### Records provided ###
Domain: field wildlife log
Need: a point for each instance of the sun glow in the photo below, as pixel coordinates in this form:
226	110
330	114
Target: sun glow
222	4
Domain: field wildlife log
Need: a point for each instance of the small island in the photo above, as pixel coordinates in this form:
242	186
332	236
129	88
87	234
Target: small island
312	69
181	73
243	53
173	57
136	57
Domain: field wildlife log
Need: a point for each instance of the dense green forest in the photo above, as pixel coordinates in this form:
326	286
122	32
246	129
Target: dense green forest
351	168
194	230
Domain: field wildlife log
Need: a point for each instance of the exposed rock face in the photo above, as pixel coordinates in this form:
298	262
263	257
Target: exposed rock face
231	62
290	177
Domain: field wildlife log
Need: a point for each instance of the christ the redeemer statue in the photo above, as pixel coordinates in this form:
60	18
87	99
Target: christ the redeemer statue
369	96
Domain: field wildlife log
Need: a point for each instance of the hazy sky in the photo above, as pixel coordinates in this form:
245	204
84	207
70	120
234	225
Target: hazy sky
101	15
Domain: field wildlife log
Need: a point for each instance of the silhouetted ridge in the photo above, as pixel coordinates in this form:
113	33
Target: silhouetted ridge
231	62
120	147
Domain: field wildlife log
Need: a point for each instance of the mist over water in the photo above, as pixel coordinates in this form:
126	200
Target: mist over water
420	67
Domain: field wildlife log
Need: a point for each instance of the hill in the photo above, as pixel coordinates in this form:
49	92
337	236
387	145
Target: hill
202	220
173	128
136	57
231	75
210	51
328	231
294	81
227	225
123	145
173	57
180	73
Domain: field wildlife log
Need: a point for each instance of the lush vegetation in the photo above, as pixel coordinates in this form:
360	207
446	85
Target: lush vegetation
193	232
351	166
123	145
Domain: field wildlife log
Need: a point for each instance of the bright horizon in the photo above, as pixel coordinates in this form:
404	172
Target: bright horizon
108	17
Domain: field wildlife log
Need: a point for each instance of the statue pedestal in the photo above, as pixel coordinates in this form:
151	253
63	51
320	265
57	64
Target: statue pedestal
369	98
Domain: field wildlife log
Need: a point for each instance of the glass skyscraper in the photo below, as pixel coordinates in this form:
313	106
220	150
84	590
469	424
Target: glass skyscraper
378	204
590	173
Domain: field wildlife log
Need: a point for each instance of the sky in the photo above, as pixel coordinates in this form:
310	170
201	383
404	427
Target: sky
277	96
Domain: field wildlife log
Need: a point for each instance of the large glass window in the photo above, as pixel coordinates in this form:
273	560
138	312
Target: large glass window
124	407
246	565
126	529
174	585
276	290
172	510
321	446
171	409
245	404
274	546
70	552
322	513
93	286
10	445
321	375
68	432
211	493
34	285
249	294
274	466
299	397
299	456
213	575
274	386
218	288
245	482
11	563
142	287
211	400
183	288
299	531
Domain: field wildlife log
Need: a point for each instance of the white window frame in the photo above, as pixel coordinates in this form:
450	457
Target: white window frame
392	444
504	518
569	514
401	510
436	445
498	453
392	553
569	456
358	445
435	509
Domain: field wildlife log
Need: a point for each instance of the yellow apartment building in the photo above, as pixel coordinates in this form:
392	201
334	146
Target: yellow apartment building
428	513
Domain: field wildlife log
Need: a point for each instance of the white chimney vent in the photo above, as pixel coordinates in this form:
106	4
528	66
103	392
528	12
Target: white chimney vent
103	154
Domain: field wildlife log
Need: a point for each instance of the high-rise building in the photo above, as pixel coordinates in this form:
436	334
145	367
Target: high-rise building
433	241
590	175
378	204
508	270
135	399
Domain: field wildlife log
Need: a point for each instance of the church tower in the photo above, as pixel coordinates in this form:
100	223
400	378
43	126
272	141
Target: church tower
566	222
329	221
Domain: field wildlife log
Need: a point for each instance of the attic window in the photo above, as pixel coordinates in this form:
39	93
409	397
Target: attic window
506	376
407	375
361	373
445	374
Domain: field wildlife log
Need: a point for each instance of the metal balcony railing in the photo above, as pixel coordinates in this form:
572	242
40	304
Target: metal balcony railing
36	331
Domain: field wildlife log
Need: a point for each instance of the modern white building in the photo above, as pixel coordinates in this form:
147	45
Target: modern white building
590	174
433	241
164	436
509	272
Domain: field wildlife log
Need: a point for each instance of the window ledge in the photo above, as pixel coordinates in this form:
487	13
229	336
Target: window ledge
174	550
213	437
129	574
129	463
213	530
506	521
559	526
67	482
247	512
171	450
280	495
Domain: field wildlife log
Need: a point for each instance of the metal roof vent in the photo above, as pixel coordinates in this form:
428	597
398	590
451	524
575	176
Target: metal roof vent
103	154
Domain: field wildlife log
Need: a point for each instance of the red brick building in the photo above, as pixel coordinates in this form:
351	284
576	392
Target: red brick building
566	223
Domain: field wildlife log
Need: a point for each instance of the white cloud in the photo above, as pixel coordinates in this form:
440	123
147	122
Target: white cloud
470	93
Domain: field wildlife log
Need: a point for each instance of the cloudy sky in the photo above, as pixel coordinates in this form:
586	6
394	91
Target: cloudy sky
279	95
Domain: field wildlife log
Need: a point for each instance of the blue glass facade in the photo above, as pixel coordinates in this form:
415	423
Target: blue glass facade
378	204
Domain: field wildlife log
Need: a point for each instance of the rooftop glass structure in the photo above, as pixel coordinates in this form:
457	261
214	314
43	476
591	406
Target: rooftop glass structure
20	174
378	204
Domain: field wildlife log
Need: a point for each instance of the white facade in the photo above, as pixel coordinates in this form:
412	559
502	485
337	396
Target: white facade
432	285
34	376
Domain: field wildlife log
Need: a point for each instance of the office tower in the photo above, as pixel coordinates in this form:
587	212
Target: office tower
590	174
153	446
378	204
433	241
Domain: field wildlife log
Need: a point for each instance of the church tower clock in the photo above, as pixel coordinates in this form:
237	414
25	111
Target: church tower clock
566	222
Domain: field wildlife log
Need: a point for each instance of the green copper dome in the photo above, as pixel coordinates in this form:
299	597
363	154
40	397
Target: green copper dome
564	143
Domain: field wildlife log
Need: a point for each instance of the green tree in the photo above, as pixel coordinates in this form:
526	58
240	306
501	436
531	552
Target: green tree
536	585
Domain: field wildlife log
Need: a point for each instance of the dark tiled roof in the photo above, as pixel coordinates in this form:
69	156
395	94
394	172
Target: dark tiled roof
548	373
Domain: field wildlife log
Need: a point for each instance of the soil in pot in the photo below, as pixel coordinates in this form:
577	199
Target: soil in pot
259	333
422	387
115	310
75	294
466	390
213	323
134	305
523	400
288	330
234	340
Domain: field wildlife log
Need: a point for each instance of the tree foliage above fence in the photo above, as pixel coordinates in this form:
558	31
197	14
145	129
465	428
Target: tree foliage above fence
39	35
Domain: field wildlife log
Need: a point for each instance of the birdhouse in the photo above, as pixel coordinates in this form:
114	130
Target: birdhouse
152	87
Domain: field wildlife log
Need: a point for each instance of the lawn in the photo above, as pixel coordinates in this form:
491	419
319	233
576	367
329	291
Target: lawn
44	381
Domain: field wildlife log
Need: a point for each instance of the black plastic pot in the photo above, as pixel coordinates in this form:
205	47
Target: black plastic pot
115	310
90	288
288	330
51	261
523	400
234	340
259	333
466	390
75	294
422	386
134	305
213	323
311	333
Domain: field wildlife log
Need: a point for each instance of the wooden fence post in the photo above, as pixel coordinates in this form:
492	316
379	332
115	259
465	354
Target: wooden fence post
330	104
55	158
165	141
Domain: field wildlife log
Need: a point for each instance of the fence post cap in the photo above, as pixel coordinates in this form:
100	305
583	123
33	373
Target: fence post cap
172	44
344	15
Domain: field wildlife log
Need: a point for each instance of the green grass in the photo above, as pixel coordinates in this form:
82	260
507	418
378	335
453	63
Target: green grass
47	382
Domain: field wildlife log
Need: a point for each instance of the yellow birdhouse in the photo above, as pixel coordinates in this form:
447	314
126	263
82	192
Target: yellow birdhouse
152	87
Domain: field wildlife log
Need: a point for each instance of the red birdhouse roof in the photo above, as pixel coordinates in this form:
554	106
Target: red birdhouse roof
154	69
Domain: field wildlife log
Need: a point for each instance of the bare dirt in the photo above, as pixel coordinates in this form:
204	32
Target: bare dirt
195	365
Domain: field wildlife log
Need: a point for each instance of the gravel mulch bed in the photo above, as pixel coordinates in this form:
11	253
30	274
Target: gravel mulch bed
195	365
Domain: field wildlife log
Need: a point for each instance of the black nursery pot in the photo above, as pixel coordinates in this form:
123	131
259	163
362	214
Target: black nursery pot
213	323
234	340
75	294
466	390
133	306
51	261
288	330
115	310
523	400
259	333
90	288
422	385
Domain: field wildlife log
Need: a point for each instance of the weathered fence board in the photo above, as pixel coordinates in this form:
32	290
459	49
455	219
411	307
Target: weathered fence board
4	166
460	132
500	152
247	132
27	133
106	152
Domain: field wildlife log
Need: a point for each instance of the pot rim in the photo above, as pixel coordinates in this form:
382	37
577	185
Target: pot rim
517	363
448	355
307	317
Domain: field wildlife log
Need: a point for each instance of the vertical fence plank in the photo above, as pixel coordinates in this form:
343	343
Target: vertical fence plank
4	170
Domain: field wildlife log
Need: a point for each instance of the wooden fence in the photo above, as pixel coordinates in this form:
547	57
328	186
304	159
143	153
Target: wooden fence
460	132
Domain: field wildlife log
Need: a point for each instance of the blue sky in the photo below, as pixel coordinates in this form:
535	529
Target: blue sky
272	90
###
- What you are asked to do -
Pick out each line of the data above that has the word "modern" in it.

- Written solution -
Need: a point for each instance of the modern white building in the photo above, as pixel coordinates in this form:
Target: modern white building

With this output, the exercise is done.